---- Aangeleverde tekst
Respect voor de ander

[134] Wanneer zij een ontmoeting hebben op straat, kun je hieraan aflezen of ze aan elkaar gelijkwaardig zijn: ze spreken elkaar niet aan, maar kussen elkaar op de mond; als de een een lagere positie heeft dan de ander, kussen ze elkaar op de wang, maar als de een een veel lagere status heeft, laat hij zich op de grond vallen en aanbidt de ander. Op henzelf na respecteren zij de mensen die het dichtst bij hen wonen het allermeest, vervolgens de mensen verderop, enzovoorts en dat naar verhouding van de afstand. Wie het verst van hen af woont, respecteren zij het minst, omdat zij van zichzelf vinden dat zij in alles verreweg de besten zijn. De anderen hebben verhoudingsgewijs goede kwaliteiten, maar wie het verst van hen af wonen zijn het slechtst.
--------
Wat te doen
(1) Beantwoord aan de hand van de tekst over respect voor de ander deze vragen:
(a) Wat doen twee gelijkwaardigen wanneer zij elkaar op straat ontmoeten?
(b) Wie respecteren zij, op zichzelf na, het allermeest?
(c) Waarom respecteren zij wie het verst van hen af woont het minst?
(2) Geef voor elke bewering aan of ze overeenkomt met de tekst over respect voor de ander, en citeer de woorden die de doorslag geven:
(a) Als de een een lagere positie heeft dan de ander, kussen ze elkaar op de wang.
(b) Gelijkwaardigen spreken elkaar op straat aan.
(c) Wie het verst weg woont, wordt het meest gerespecteerd.
(3) Geef het vervolg van de tekst over respect voor de ander, te beginnen na de laatste zin.
De items hieronder hebben niets met de tekst te maken.
---- Verstrekte gegevens
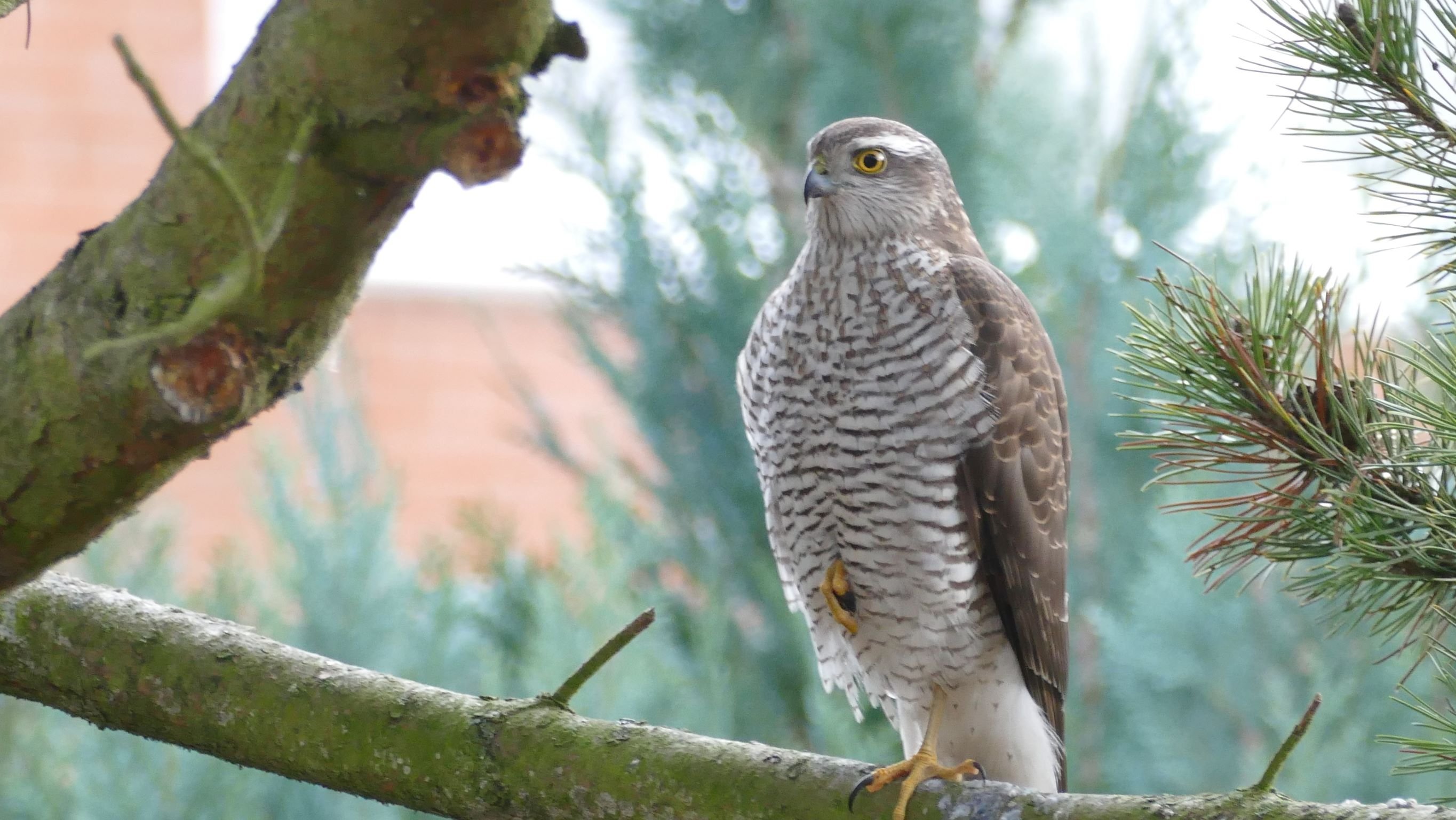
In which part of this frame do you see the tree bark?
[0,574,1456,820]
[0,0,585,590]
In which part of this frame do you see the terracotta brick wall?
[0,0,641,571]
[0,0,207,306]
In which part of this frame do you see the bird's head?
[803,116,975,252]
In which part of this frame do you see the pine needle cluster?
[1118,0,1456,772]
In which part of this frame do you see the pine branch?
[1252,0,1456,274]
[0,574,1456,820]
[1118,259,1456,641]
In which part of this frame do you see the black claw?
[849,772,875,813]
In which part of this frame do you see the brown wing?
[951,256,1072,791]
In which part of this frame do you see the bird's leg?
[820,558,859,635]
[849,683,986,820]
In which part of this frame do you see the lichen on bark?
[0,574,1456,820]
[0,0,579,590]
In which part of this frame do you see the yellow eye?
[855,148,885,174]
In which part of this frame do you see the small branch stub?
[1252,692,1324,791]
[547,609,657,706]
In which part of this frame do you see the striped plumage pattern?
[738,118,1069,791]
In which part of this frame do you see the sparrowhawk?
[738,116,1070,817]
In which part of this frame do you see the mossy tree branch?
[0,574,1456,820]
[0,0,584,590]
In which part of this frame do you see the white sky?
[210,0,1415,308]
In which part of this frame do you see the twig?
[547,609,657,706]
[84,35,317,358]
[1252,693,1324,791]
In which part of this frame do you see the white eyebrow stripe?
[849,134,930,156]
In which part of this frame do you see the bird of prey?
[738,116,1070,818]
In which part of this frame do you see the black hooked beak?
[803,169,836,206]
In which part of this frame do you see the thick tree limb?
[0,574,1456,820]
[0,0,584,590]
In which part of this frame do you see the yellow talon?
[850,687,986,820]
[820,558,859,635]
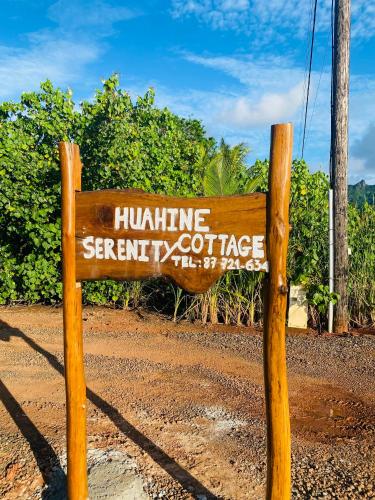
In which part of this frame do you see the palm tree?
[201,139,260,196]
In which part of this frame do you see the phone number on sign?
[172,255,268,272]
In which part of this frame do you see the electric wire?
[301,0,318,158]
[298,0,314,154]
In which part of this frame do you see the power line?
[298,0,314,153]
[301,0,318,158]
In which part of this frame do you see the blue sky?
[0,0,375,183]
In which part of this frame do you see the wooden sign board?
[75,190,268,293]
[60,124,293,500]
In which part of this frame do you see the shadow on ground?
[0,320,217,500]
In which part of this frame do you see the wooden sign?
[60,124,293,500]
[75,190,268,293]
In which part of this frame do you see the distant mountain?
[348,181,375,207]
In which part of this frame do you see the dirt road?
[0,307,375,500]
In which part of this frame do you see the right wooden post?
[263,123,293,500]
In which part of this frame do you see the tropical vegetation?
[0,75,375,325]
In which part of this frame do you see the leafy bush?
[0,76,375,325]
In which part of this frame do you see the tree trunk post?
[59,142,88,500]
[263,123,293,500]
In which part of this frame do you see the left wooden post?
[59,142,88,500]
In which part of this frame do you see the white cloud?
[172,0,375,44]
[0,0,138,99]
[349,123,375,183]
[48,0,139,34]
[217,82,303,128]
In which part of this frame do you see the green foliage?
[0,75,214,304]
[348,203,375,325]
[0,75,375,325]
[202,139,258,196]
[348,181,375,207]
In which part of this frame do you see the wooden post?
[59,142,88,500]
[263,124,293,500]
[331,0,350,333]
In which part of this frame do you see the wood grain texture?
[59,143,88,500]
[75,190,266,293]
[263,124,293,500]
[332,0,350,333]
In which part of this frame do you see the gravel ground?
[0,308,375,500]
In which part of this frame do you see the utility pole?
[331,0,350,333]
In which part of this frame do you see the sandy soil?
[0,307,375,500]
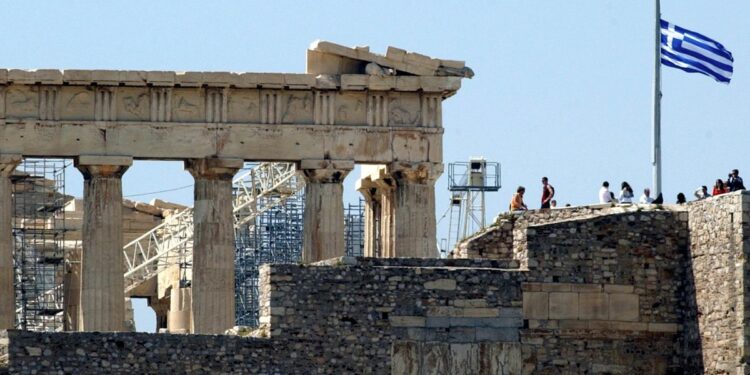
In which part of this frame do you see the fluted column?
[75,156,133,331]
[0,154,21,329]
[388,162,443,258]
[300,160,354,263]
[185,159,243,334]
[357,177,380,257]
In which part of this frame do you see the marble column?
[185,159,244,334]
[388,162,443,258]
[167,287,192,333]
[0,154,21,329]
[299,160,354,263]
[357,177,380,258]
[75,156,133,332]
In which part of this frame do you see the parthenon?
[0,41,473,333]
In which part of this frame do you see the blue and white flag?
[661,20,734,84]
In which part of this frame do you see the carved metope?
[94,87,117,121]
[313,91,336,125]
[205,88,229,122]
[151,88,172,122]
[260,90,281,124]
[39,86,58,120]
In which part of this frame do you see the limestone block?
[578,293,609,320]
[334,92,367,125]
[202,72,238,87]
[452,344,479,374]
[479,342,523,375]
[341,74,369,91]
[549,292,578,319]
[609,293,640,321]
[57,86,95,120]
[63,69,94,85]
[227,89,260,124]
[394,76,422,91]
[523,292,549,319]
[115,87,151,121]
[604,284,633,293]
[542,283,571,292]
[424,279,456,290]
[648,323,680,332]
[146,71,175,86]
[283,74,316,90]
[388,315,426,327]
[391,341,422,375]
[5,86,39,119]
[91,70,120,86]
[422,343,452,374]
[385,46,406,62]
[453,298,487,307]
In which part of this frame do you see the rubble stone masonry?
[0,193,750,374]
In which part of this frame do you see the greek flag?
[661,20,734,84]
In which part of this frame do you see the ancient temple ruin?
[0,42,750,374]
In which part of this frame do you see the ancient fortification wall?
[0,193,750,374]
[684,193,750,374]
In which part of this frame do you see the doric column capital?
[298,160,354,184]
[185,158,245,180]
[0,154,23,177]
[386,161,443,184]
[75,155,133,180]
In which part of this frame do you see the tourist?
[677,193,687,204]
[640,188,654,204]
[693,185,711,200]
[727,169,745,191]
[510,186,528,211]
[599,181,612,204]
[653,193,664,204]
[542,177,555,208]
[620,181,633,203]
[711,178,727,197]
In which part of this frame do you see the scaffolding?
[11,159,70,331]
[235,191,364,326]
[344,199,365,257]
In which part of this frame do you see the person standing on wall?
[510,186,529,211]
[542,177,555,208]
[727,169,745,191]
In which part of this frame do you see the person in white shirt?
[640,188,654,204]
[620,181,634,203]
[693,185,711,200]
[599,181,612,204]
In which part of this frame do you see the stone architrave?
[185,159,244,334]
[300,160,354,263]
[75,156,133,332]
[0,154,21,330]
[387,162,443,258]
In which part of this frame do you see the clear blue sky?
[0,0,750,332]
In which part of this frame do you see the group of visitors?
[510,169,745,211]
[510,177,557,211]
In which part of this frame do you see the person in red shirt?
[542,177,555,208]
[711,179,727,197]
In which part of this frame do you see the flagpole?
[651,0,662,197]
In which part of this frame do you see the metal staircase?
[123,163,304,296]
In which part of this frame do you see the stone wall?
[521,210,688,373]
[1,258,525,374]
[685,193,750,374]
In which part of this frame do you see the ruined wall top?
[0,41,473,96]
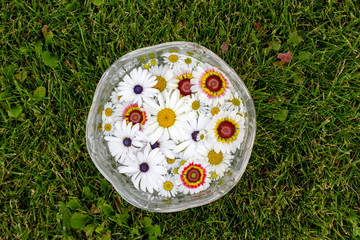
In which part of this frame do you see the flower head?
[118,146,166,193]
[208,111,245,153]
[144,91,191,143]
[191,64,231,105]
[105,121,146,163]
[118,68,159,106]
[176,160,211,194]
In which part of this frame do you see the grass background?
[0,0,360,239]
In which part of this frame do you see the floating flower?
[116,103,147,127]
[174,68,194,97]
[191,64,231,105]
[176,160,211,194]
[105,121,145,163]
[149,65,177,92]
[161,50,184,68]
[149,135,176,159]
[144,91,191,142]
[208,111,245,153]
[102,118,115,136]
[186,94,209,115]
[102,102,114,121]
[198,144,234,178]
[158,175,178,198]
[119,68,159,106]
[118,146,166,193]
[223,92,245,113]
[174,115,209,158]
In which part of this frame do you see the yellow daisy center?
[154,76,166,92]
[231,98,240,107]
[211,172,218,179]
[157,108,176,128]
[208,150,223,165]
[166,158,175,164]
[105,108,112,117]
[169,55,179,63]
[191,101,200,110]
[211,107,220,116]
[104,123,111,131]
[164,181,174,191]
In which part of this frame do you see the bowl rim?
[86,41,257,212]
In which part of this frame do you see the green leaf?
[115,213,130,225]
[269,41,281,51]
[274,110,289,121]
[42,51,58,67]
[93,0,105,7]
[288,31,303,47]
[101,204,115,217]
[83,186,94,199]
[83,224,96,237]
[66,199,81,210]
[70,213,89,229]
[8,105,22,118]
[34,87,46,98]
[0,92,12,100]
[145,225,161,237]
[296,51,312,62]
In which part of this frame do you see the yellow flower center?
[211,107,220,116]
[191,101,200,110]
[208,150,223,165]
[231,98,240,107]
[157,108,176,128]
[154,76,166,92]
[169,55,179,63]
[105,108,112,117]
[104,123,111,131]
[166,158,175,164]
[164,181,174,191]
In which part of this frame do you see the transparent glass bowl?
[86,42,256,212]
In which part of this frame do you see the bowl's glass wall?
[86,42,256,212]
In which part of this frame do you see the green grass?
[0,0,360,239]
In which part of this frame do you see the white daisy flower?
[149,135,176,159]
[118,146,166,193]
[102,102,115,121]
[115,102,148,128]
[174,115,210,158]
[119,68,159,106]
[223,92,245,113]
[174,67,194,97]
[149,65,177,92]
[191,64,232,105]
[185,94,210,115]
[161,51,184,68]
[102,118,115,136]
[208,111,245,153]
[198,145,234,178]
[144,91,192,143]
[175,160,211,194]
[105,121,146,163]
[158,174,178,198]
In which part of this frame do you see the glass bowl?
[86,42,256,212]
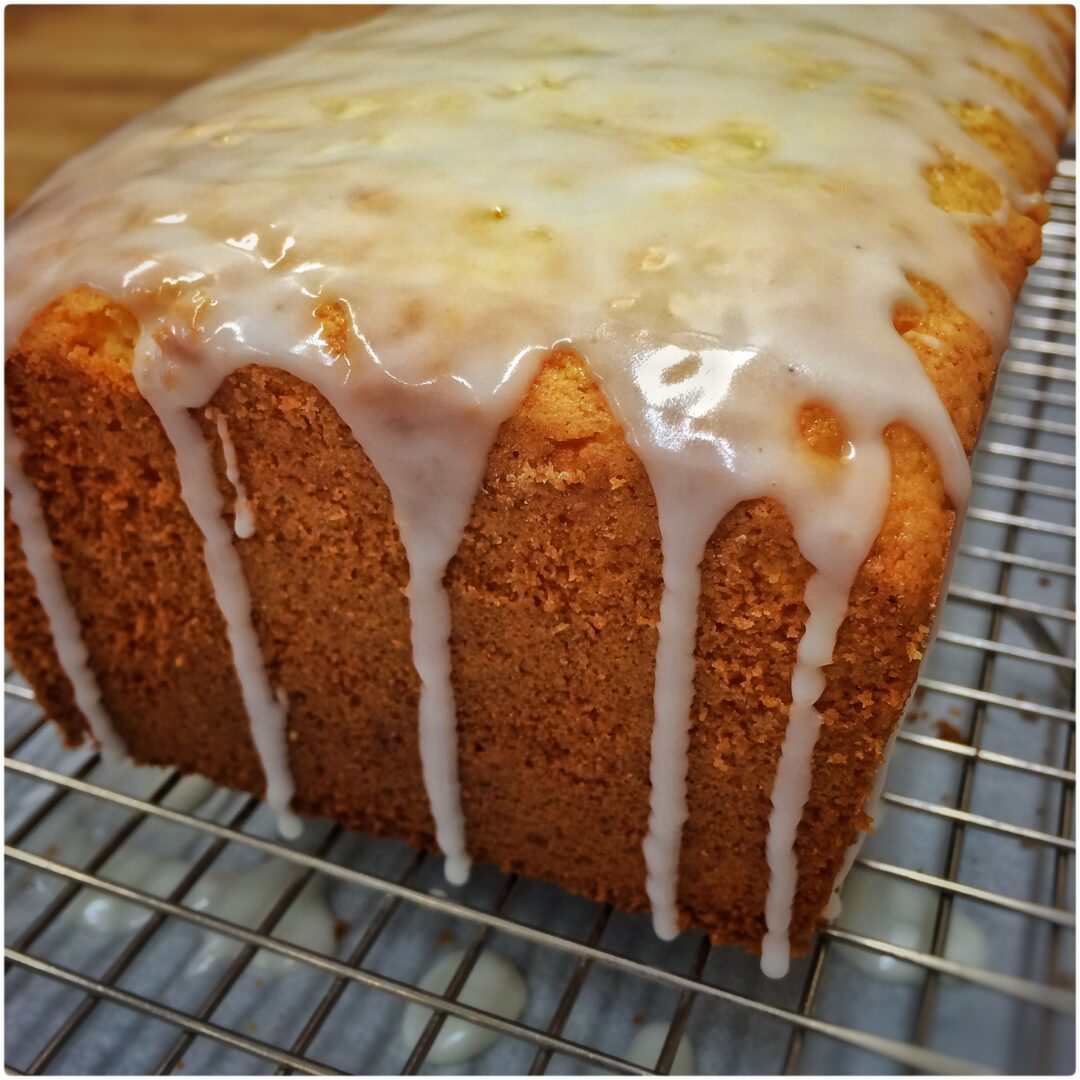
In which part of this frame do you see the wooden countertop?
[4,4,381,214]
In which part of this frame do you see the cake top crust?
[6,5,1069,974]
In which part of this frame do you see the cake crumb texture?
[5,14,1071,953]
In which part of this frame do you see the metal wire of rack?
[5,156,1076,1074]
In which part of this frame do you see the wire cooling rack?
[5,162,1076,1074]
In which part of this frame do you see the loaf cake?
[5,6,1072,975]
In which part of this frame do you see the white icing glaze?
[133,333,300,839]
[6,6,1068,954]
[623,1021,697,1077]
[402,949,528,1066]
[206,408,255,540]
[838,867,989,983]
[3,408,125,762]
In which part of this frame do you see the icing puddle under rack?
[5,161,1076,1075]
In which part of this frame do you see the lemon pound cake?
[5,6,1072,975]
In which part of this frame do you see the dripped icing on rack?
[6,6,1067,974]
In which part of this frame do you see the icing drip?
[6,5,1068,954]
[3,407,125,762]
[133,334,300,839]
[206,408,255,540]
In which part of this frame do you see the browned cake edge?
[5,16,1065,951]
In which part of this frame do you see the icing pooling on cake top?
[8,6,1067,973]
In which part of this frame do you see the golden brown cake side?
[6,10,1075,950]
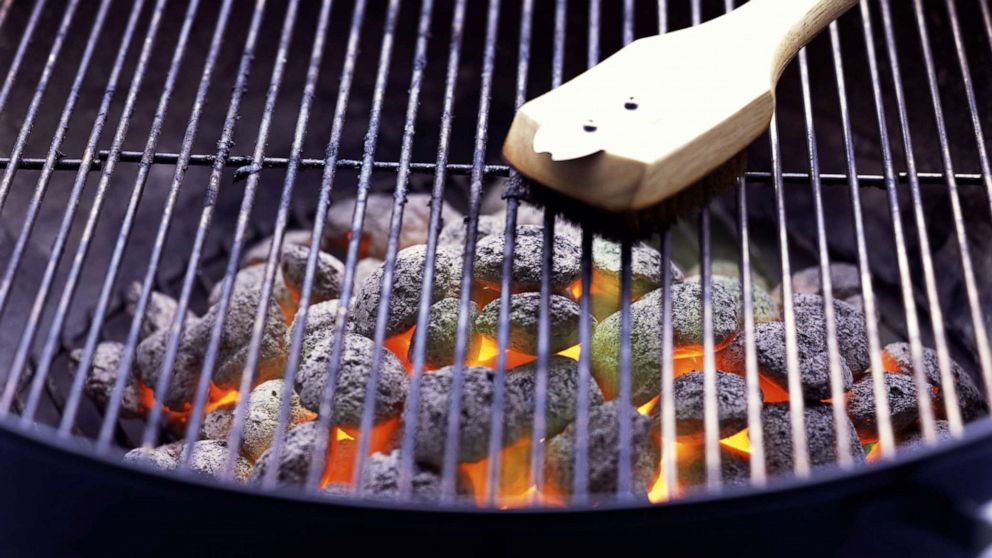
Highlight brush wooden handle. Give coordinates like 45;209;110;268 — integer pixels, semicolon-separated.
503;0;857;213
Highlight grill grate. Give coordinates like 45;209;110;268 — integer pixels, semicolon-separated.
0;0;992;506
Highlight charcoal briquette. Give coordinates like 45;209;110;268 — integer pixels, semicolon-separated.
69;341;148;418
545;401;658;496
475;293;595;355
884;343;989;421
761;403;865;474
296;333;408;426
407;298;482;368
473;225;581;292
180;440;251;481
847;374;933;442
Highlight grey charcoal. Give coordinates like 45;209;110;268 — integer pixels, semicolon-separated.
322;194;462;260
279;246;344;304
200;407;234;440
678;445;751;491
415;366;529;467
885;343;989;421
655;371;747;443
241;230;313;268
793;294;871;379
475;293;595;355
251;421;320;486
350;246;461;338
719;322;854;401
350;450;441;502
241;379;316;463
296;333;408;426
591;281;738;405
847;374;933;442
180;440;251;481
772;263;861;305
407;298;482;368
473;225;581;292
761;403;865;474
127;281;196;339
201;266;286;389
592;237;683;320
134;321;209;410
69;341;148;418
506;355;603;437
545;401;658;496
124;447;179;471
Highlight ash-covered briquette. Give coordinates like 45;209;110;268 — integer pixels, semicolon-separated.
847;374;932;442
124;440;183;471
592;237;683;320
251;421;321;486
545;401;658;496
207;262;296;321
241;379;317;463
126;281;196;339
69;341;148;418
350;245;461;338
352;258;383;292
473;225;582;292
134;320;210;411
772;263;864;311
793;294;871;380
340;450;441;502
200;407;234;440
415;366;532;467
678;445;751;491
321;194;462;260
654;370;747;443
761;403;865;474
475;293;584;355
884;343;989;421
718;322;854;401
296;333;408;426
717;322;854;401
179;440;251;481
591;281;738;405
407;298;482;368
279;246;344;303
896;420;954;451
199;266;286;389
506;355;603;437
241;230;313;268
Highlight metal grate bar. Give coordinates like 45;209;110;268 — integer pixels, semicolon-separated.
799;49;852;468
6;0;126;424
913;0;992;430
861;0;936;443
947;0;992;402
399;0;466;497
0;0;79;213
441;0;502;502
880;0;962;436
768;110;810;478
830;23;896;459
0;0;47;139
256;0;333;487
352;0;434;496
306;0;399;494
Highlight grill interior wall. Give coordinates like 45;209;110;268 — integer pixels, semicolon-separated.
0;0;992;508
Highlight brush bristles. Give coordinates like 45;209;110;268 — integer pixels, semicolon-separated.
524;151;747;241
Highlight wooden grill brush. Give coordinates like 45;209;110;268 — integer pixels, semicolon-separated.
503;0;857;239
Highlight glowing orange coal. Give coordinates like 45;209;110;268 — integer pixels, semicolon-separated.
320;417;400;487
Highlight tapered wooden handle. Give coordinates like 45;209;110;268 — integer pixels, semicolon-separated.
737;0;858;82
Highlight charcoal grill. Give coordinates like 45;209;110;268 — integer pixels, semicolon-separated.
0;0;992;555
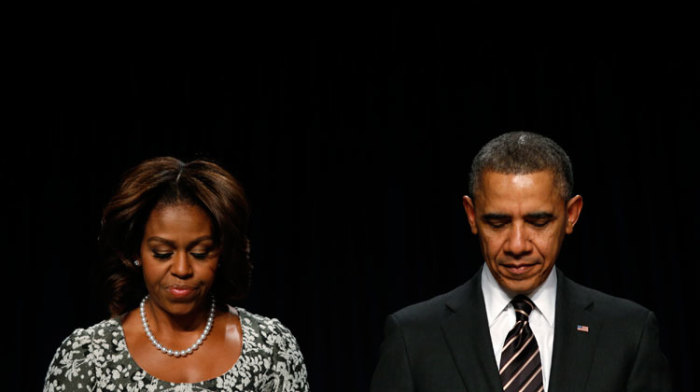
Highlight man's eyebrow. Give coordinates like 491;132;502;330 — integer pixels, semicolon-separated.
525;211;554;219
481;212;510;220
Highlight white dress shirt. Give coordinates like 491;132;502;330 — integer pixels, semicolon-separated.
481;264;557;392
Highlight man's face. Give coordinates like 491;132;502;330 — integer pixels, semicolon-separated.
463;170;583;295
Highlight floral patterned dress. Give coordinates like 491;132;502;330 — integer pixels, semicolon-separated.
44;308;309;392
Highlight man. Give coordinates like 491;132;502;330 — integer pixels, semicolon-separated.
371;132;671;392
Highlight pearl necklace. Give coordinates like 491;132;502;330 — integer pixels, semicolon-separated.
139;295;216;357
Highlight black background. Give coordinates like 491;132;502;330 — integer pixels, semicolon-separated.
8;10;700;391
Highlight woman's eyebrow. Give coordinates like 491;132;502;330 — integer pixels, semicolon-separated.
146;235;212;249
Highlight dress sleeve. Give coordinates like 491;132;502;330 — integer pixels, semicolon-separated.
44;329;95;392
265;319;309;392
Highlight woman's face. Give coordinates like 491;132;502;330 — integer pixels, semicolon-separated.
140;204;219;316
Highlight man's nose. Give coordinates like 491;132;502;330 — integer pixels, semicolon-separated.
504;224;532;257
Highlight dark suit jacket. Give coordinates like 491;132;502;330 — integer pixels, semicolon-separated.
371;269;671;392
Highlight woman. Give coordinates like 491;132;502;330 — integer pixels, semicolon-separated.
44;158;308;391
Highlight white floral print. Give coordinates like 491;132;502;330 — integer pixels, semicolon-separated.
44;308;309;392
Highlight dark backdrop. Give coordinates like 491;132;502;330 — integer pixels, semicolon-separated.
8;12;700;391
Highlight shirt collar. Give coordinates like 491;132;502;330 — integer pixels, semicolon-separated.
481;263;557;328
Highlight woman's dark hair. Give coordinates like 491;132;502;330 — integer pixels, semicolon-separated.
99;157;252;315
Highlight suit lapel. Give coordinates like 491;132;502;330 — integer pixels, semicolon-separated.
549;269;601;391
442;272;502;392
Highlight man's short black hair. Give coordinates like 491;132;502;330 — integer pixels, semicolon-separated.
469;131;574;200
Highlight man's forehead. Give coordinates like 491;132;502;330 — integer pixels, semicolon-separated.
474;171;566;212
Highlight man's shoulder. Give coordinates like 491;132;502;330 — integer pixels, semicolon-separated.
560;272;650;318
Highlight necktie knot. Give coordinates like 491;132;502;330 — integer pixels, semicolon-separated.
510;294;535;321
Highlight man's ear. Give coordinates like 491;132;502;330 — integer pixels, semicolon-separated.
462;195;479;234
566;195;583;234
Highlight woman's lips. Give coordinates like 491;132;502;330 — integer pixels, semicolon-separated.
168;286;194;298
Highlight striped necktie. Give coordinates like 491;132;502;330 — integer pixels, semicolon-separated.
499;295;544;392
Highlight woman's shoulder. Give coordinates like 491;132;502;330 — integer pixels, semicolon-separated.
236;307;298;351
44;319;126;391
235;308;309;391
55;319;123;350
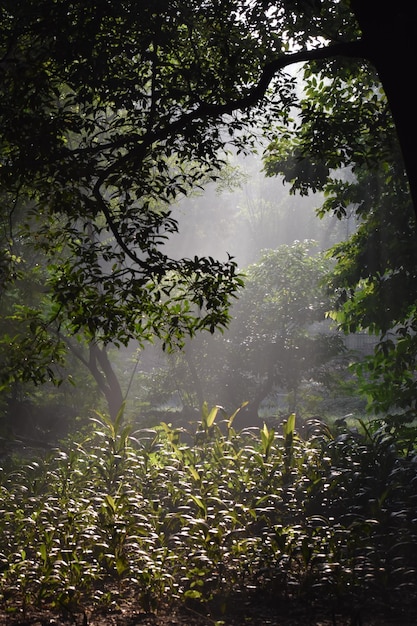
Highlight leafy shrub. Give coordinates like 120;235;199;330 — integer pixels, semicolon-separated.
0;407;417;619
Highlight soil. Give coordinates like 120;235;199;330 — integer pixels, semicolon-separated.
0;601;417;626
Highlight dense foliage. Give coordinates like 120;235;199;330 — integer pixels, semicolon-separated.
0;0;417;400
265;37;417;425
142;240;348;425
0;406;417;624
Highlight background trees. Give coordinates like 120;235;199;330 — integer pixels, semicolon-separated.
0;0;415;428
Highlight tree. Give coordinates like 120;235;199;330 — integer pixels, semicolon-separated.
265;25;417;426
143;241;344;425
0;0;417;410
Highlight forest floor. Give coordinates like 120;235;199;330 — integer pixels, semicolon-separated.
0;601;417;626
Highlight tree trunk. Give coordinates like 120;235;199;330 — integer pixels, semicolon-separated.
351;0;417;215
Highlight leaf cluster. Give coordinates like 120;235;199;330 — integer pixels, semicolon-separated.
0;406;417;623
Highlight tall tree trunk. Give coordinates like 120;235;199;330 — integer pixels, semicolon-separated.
--------
Antwoorden
(1)
(a) Ze spreken elkaar niet aan, maar kussen elkaar op de mond.
(b) De mensen die het dichtst bij hen wonen.
(c) Omdat zij van zichzelf vinden dat zij in alles verreweg de besten zijn.

(2)
(a) Ja: "als de een een lagere positie heeft dan de ander, kussen ze elkaar op de wang"
(b) Nee: "ze spreken elkaar niet aan, maar kussen elkaar op de mond"
(c) Nee: "Wie het verst van hen af woont, respecteren zij het minst"

(3)
Tijdens de Medische overheersing regeerden de volkeren over elkaar: de Meden over allen en de volksstammen die het dichtst bij hen woonden, en deze over hun buurvolkeren en deze op hun beurt over wie naast hen woonde. Zij gaan met elkaar om op dezelfde manier als de Perzen: het volk bestuurde en hield toezicht op grond van de interne verhoudingen.


[1] Eeveneens genoemd in hfdst. 105.

[2] Deze beschrijving geeft het Griekse offerritueel weer; het blaasinstrument is de aulos (Gr. αὐλός), een soort hobo.

[3] De krans wordt boven op het dagelijkse hoofddeksel geplaatst; een Griek offert blootshoofds, met hooguit een wollen lint om de slapen.

[4] Om ook de god zijn of haar deel te ‘gunnen’.